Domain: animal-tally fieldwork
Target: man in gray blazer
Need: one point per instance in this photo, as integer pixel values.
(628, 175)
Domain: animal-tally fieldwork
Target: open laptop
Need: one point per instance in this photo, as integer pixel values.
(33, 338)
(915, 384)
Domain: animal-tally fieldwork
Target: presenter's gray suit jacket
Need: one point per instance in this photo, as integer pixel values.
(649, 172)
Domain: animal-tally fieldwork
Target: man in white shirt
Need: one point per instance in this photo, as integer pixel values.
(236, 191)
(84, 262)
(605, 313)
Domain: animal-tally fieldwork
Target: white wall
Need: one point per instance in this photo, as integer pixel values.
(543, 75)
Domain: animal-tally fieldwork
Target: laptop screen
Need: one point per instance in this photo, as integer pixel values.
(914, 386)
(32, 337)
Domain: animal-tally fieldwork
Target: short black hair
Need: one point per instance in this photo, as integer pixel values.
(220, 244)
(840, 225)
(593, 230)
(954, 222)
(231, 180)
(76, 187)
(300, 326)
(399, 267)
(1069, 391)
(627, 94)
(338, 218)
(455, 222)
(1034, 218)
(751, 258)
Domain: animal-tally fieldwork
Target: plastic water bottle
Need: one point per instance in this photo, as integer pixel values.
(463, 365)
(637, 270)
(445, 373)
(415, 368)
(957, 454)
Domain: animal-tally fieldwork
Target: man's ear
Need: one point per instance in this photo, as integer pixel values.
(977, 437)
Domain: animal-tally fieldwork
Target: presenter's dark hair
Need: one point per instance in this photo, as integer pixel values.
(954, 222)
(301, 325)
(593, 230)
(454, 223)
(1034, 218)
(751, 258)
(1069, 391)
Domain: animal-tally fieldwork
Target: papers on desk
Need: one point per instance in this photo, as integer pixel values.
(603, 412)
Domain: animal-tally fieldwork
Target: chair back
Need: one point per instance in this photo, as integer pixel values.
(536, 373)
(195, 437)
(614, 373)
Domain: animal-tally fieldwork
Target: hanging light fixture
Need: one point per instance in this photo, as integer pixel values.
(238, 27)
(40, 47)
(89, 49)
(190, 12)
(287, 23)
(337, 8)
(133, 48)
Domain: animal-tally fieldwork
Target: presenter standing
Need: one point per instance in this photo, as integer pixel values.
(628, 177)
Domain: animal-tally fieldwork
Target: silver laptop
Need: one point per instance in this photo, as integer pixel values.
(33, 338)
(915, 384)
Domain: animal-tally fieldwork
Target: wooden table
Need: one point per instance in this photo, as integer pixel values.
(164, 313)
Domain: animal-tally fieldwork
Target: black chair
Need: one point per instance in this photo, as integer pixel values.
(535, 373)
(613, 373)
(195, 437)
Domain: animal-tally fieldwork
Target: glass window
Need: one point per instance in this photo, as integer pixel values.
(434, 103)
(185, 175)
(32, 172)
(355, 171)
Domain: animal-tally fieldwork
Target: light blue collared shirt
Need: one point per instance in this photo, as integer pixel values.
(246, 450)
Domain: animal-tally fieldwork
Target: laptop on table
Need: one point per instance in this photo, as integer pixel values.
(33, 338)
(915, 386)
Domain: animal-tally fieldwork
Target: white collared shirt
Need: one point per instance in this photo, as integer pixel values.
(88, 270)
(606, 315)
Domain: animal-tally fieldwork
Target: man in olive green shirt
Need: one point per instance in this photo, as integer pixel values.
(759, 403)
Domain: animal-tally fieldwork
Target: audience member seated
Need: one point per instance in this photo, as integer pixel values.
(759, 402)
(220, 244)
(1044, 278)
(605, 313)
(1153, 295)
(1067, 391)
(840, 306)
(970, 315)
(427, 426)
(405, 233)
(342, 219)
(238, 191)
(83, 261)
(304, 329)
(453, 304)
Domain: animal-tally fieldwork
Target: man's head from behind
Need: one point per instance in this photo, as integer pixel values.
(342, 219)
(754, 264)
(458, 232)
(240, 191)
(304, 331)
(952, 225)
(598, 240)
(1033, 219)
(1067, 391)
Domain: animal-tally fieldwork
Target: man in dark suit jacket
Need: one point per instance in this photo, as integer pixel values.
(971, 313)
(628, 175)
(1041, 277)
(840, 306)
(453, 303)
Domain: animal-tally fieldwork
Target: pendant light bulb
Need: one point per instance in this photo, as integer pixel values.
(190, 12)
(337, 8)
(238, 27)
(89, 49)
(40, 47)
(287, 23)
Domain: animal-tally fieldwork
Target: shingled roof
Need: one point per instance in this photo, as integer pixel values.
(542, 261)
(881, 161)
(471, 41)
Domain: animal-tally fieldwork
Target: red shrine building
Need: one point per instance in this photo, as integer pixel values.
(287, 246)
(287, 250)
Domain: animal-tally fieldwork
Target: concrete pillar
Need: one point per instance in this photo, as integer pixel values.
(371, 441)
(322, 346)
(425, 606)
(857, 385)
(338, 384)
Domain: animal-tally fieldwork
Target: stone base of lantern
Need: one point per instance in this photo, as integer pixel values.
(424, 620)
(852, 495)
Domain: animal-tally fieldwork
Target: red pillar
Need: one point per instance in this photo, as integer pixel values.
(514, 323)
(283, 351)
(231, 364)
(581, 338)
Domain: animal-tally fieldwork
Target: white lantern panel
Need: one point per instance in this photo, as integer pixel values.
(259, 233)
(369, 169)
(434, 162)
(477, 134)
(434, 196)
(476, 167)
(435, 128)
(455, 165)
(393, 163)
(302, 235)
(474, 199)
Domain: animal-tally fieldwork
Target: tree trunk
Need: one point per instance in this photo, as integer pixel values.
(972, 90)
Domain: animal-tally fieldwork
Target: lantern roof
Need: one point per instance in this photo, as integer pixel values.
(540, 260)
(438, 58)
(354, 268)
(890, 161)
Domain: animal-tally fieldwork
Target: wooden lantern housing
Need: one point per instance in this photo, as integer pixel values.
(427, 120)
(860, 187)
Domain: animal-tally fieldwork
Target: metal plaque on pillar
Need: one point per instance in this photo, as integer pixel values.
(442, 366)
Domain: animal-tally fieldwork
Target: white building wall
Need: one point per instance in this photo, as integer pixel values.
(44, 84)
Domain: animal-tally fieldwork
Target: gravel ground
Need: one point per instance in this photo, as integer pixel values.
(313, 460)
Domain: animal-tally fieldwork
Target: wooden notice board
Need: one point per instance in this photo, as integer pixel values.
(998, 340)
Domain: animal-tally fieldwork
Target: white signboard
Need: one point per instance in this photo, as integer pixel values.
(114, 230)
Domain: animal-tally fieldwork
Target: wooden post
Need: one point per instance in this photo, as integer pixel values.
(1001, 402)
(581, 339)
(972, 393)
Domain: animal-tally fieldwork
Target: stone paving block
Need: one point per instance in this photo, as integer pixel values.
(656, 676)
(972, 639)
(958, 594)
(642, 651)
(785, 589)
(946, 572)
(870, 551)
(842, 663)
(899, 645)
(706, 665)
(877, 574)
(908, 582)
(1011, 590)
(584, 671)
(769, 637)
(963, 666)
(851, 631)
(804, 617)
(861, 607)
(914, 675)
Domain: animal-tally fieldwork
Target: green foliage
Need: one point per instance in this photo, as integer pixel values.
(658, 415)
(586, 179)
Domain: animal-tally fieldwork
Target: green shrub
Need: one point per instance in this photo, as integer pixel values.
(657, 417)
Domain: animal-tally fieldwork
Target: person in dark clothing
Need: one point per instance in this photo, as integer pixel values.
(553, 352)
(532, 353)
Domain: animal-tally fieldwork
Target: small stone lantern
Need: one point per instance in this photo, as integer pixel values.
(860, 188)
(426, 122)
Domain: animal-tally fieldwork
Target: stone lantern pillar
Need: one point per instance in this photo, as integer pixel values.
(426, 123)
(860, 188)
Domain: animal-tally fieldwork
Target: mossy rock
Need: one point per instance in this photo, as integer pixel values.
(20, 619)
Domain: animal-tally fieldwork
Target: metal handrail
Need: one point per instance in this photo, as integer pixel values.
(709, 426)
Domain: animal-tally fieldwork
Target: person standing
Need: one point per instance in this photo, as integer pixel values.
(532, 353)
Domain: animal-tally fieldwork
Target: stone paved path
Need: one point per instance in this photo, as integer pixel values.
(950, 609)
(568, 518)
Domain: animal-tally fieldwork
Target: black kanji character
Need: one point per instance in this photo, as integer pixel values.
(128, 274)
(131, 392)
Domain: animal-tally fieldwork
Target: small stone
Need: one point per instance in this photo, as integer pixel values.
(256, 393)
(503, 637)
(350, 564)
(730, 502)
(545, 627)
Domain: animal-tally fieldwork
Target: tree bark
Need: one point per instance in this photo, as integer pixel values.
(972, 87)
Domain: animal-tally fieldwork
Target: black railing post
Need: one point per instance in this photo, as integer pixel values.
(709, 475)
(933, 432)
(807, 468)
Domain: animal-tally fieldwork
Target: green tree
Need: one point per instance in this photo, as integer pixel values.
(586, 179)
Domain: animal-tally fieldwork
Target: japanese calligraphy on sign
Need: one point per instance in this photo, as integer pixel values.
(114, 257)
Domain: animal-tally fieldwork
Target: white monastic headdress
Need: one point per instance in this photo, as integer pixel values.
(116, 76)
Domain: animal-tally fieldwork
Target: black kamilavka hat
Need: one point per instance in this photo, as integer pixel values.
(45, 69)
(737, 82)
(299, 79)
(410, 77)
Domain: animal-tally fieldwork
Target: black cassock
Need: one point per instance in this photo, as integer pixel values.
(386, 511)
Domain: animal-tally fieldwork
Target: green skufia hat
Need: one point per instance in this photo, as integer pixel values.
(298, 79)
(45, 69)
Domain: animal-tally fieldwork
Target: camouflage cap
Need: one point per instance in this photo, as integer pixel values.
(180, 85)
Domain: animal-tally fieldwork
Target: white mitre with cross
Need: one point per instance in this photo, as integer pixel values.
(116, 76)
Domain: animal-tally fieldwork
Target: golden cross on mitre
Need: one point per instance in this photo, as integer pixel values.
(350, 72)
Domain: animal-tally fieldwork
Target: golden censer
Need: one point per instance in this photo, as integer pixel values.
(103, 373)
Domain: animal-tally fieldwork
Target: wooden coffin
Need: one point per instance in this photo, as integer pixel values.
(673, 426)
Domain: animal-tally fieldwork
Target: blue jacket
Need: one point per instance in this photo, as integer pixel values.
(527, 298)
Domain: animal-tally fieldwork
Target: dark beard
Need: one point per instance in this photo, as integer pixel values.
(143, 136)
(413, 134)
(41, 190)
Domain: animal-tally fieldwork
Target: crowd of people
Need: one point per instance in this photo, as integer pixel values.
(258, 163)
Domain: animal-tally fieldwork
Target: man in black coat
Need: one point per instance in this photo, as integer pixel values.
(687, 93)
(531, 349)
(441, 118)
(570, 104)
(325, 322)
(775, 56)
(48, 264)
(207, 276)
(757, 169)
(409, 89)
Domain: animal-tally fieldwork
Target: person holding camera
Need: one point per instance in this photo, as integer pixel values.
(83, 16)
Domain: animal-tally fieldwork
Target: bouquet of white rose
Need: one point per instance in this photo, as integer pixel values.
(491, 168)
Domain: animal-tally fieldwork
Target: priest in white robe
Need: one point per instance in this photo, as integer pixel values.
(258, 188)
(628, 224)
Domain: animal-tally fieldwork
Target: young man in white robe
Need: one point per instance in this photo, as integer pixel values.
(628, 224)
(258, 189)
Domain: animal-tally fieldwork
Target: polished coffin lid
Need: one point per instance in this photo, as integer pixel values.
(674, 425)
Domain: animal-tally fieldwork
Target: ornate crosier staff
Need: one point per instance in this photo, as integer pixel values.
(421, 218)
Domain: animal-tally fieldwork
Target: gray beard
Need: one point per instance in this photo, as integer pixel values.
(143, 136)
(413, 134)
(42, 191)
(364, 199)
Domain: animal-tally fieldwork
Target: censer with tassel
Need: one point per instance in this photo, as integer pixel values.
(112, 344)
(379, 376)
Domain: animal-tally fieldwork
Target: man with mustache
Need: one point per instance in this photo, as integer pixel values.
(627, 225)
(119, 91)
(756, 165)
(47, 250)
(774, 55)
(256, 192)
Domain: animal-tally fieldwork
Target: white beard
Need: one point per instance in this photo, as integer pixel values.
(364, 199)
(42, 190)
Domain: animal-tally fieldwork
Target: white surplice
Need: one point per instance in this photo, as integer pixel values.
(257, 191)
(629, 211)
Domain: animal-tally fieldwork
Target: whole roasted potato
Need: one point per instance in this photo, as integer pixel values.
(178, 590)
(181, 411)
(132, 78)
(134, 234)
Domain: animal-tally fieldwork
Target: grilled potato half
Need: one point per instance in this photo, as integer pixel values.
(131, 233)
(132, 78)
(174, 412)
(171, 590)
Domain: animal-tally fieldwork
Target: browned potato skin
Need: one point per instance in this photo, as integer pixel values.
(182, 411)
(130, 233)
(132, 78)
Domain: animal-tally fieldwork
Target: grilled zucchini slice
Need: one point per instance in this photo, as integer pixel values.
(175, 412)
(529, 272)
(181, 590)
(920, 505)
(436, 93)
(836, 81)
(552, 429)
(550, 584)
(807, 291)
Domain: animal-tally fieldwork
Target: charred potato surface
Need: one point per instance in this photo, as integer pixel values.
═══
Problem description:
Take the entries above and copy them exactly from the first line through the line with "Target: open laptop"; leave out every line after it.

Output of the task:
Domain: animal-tally fieldwork
Target: man in gray blazer
Need: one point per instance in this photo, as integer pixel values.
(628, 175)
Domain: animal-tally fieldwork
Target: open laptop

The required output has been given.